> **Text shown**
At the Veterans Breakfast Club,

Stories Unite Us.

Check out our online & in-person veterans storytelling programs and see our full event schedule below. All are welcome to join us!

Veterans Breakfast in Beaver, PA | Wednesday, June 3 at 8:30am

Date: June 3, 2026
Time: 8:30 am - 10:30 am
Location: Seven Oaks Country Club (132 Lisbon Rd, Beaver, 15009)
Events | In-Person Events

Join us at Seven Oaks Country Club in Beaver, PA for a Veterans Breakfast Club storytelling breakfast on Wednesday, June 3, 2026, from 8:30–10:30am—a warm, come-as-you-are morning of coffee, buffet breakfast, and true stories of military service.

This year, every VBC event is now completely free and open to the public. That means no charge for breakfast. But we do need a reservation, so please let us know you’re coming. Then, take a seat among veterans, family members, and neighbors who want to listen, learn, and connect.

If you’ve never been to a VBC event, the format is simple: we gather for a casual meal, then veterans (of any era and any branch) share short, first-person stories—funny, tough, surprising, and often unforgettable. You don’t have to be a veteran to attend. And you don’t have to speak to belong. Some people come to tell a story they’ve carried for years; others come because they want to understand what service really means beyond the headlines.

(Point annotations for photos)

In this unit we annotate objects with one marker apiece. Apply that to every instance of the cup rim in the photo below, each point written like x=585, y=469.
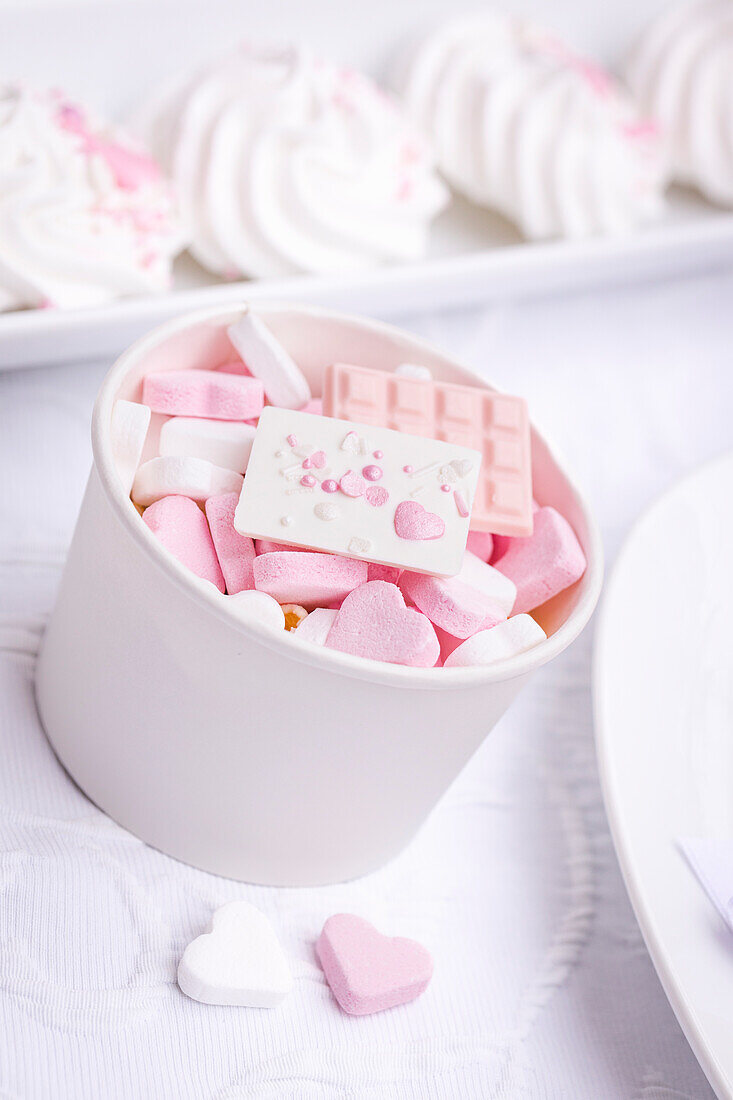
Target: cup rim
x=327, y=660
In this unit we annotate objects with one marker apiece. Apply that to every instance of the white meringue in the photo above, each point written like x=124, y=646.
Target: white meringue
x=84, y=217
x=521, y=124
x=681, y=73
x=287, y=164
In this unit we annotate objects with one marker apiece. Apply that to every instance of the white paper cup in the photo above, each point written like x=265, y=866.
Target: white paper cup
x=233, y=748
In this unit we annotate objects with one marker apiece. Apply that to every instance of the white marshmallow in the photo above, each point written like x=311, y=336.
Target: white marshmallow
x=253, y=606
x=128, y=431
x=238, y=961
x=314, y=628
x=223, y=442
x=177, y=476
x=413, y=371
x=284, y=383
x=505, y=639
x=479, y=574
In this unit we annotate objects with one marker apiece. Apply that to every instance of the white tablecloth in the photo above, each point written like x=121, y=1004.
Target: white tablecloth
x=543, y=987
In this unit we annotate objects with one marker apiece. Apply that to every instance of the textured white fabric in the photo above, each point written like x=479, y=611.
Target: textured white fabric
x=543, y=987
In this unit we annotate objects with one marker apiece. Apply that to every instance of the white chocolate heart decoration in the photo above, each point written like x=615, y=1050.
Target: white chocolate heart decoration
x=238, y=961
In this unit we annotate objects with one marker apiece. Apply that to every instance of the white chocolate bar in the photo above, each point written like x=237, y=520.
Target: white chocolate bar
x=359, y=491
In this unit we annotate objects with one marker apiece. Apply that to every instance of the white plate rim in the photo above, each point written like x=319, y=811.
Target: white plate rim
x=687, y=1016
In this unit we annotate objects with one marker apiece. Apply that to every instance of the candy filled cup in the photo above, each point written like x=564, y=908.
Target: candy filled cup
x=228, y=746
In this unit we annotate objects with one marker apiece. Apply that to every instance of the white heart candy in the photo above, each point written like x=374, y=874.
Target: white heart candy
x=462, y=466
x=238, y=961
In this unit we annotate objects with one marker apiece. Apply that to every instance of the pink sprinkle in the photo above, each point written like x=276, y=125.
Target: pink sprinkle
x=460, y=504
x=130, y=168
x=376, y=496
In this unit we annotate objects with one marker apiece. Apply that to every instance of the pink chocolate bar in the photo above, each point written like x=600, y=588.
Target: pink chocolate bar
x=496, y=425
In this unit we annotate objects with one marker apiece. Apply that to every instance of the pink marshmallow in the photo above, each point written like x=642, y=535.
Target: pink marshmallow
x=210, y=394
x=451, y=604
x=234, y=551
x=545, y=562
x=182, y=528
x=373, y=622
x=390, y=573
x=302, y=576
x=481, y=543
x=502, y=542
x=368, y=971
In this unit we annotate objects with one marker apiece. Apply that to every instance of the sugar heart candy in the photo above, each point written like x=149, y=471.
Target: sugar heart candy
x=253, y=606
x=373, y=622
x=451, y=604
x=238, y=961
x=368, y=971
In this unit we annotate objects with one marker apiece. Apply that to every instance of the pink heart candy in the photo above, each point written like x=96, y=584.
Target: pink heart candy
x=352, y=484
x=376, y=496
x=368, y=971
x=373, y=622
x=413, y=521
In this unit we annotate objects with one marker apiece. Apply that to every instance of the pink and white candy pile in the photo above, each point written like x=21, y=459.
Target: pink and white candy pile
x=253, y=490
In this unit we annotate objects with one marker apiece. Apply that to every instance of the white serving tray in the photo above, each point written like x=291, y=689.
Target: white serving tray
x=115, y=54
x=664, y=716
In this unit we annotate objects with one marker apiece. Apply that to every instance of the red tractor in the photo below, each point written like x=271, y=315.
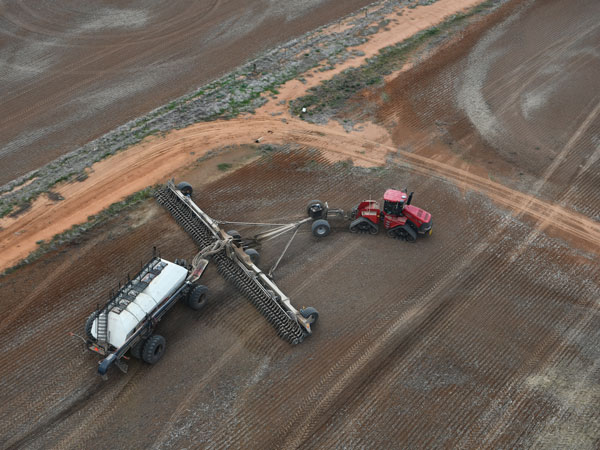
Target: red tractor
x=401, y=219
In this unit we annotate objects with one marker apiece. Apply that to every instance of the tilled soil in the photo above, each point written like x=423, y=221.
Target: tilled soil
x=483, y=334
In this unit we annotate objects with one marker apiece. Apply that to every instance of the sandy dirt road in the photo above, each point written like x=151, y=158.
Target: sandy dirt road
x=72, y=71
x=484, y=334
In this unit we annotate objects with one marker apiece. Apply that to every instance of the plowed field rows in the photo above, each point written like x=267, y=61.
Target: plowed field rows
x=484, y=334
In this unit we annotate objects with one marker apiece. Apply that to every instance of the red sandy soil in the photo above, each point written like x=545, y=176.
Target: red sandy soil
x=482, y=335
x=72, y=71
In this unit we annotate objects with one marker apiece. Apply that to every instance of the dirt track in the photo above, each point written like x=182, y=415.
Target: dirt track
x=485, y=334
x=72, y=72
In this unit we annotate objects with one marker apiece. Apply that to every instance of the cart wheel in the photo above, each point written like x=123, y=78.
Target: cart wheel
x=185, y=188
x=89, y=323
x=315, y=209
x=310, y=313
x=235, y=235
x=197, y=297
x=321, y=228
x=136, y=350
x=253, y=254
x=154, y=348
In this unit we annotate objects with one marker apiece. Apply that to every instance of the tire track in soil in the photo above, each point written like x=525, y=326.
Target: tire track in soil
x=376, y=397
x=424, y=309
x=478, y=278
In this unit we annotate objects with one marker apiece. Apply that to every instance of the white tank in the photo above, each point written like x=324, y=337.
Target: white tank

> **Requests**
1. Do these statements agree with the Veterans Breakfast Club page? Answer yes or no for each, and quote the page's deciding words. (a) Breakfast at this event costs nothing. (b) Only veterans may attend. (c) The event ends at 11:00 am.
2. Switch "Wednesday" to "Thursday" in the Veterans Breakfast Club page from "Stories Unite Us." to "Lisbon Rd, Beaver, 15009)".
3. List every group of people the Veterans Breakfast Club page says you will take a seat among.

> **Responses for each task**
1.
(a) Yes: "That means no charge for breakfast."
(b) No: "You don’t have to be a veteran to attend."
(c) No: "Time: 8:30 am - 10:30 am"

2.
Stories Unite Us.

Check out our online & in-person veterans storytelling programs and see our full event schedule below. All are welcome to join us!

Veterans Breakfast in Beaver, PA | Thursday, June 3 at 8:30am

Date: June 3, 2026
Time: 8:30 am - 10:30 am
Location: Seven Oaks Country Club (132 Lisbon Rd, Beaver, 15009)

3. veterans, family members, neighbors